[抽出テキスト]
****

気軽に洋書ミステリー

家にいてもすることがないおじさんは考えました。このままではボケる。そうだ!好きなミステリーを英語で読もう!英語力???

Hide Your Eyes by Alison Gaylin

2014-05-18 10:37:01 | 読書感想

バレイタインデイの朝、Samantha Leiffer(Sam)は良くないことが起きるときに生じるDead Man's Fingersという感触が背筋から首筋に這い上っていくのを感じる。それを感じたときは必ず悪いことが彼女に起きていた。今日も何か悪いことが起きるに違いないとビクビクしながら彼女は仕事場に向かう。

午前中の保育園の仕事を無事終え、午後の劇場の職場の休憩時間、Samはいやな気分を癒そうとハドソン川の川縁へ散歩に行く。そこで彼女は男と女が重そうなアイスボックスを川の中に投げ捨てるのを目撃する。女性は、冬なのに半袖の衣服を身につけていた。そして、後ろ姿の女性は肩をふるわせ泣いているように見えた。何故、泣いているのか興味をもって二人の様子を見ていた彼女は、男と目があってしまう。その男の目は白目の部分が鏡のように光を反射している異様な目をしていた。彼女はあわててその場を去る。あのような眼をした人間がいるはずはない、自分は幻覚を見たと思いこもうとする自分と、実際に見たと確信する自分の間で、気が変になったのではと彼女は悩む。

休日開けの月曜日、保育園の仕事に行った彼女は、いつも子供達に読み聞かせるために持っている本にhideという落書きが、そして母から送られてきたバレンタインデイ・カードの母親の写真の眼には×じるしの落書きが何者かによってなされているのを発見する。
×印された写真の眼と川で目撃した異様な眼の男と関連があるのか?

****

[生データ]
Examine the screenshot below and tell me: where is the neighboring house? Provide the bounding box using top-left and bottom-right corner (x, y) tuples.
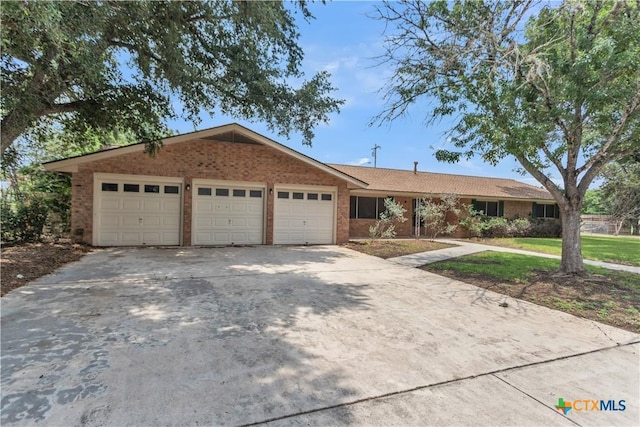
(44, 124), (555, 246)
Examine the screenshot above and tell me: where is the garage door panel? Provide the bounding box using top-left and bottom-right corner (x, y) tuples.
(98, 215), (120, 227)
(162, 216), (180, 230)
(99, 198), (122, 211)
(143, 215), (162, 227)
(120, 231), (142, 245)
(195, 199), (213, 213)
(214, 203), (231, 213)
(193, 182), (264, 245)
(119, 215), (140, 227)
(94, 177), (182, 246)
(274, 187), (336, 244)
(120, 198), (142, 211)
(140, 199), (161, 212)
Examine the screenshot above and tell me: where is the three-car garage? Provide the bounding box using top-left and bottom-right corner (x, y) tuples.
(94, 174), (336, 246)
(44, 123), (367, 246)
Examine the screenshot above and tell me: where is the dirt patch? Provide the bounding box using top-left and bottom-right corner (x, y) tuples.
(423, 266), (640, 333)
(345, 239), (453, 259)
(0, 243), (91, 296)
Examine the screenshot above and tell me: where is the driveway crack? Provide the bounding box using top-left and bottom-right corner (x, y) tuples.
(490, 374), (582, 426)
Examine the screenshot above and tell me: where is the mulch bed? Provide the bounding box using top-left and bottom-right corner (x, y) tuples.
(422, 265), (640, 333)
(0, 243), (91, 296)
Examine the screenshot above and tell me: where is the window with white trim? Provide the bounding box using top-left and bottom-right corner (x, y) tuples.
(533, 203), (560, 218)
(471, 200), (504, 217)
(349, 196), (386, 219)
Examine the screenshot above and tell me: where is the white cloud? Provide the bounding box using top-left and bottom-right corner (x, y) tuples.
(347, 157), (371, 166)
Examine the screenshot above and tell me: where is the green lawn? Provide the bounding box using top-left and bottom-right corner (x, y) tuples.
(421, 252), (640, 332)
(482, 235), (640, 266)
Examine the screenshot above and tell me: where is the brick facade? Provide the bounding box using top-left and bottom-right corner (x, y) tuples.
(349, 196), (532, 238)
(71, 140), (349, 246)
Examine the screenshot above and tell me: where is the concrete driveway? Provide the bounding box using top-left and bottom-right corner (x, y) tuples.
(1, 247), (640, 426)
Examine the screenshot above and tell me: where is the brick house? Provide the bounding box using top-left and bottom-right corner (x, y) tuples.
(329, 163), (559, 238)
(44, 124), (553, 246)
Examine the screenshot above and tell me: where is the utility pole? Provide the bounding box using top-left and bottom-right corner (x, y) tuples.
(371, 144), (382, 168)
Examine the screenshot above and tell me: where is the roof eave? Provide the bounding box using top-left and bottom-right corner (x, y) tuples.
(43, 123), (368, 188)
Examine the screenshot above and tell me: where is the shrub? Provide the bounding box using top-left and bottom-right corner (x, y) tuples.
(507, 218), (531, 237)
(369, 197), (407, 239)
(460, 216), (562, 237)
(528, 219), (562, 237)
(417, 194), (466, 239)
(0, 198), (49, 242)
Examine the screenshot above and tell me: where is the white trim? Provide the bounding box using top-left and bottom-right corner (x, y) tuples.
(190, 178), (269, 246)
(191, 178), (267, 188)
(349, 189), (556, 203)
(91, 172), (185, 246)
(93, 172), (184, 184)
(273, 184), (338, 192)
(43, 123), (367, 188)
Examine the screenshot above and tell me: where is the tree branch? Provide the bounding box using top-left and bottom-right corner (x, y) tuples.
(576, 82), (640, 180)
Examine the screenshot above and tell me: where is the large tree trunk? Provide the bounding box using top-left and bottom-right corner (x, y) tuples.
(560, 208), (586, 275)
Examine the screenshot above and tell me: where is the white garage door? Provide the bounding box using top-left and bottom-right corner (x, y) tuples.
(94, 175), (182, 246)
(192, 180), (265, 245)
(273, 188), (336, 244)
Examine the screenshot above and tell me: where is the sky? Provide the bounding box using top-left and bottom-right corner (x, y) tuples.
(169, 1), (554, 186)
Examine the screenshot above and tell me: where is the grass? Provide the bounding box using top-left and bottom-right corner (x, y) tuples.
(482, 235), (640, 266)
(345, 239), (453, 259)
(422, 252), (640, 333)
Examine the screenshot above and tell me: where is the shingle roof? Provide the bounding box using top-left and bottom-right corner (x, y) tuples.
(329, 164), (553, 200)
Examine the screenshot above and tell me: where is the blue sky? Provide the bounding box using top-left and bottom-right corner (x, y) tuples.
(169, 1), (552, 186)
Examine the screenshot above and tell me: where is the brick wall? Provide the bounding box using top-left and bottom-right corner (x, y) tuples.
(504, 200), (532, 219)
(71, 140), (349, 245)
(349, 196), (531, 238)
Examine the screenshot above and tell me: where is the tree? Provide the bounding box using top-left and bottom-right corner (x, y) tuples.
(416, 194), (468, 239)
(0, 0), (342, 155)
(372, 0), (640, 274)
(600, 159), (640, 235)
(0, 127), (135, 241)
(580, 188), (607, 215)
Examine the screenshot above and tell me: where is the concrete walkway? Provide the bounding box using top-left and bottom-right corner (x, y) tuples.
(388, 239), (640, 274)
(0, 246), (640, 427)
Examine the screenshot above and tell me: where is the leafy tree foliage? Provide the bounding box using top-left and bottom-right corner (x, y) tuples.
(0, 0), (342, 156)
(374, 0), (640, 274)
(0, 127), (135, 242)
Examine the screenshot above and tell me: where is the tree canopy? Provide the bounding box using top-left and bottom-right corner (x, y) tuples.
(0, 0), (342, 155)
(374, 0), (640, 274)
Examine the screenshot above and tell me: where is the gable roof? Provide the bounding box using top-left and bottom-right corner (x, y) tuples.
(329, 164), (553, 200)
(43, 123), (367, 188)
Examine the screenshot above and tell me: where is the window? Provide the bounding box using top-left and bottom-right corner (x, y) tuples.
(533, 203), (560, 218)
(472, 200), (504, 216)
(350, 194), (385, 219)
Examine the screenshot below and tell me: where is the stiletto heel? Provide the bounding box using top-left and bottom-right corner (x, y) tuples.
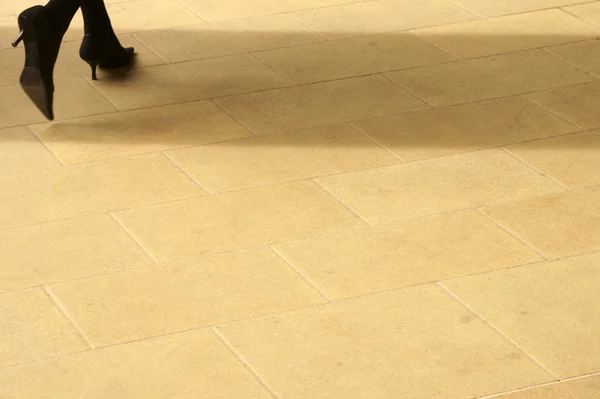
(11, 29), (25, 47)
(85, 60), (98, 80)
(12, 6), (62, 120)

****

[課題の目標] 上に掲載した『Hide Your Eyes』の読書感想を、最後の文のあとから書き継いでください。

[課題への回答]
思い悩んだ彼女は、川で目撃したことをゲイで親友のYaleに話すが思い過ごしだと一蹴される。Yaleは新しい恋人Peterを紹介したいので彼がつとめているレストランに一緒に行こうと彼女を誘う。レストランでPeterを紹介された彼女は、その男が埠頭で会った男と同じ鏡の眼をした男であるのを知り、さらに男がこのコンタクトレンズはほかにないと言ったのを聞いて蒼白となる。彼女の様子に訝るYaleを後目に彼女は早々とその場を去る。そして、彼女がPeterにとった態度に気づき、彼女の後を追ってきたPeterの同僚の店員からPeterがSM主義者で悪魔崇拝者だと教えられる。

Samはアイスボックスを捨てていた男はPeterであり、アイスボックスの中身は悪魔の生け贄にされた死体の一部であると確信し、以前、保育園に安全教育に来た刑事のKrulにその目撃情報を話にいく。しかし、話を聞いたKrulはアイスボックスの中身は不法投棄したゴミである可能性が高いと指摘し、彼女の意見を取り上げなかった。

また、Peterの断言にもかかわらず、彼女の周辺にミラーコンタクトをつけている人々が他に数人いるのを知り、彼女はPeterが殺人犯人だという信念が揺らぎ始める。

そんな中、刑事のKrullが彼女に会いたいと電話して来る。Samと会ったKrullは彼女が目撃したと思われるアイスボックスが見つかり、その中から3歳の少女の遺体が発見されたと話す。そして、その少女の遺体は何かの儀式のように眼が傷つけられていた。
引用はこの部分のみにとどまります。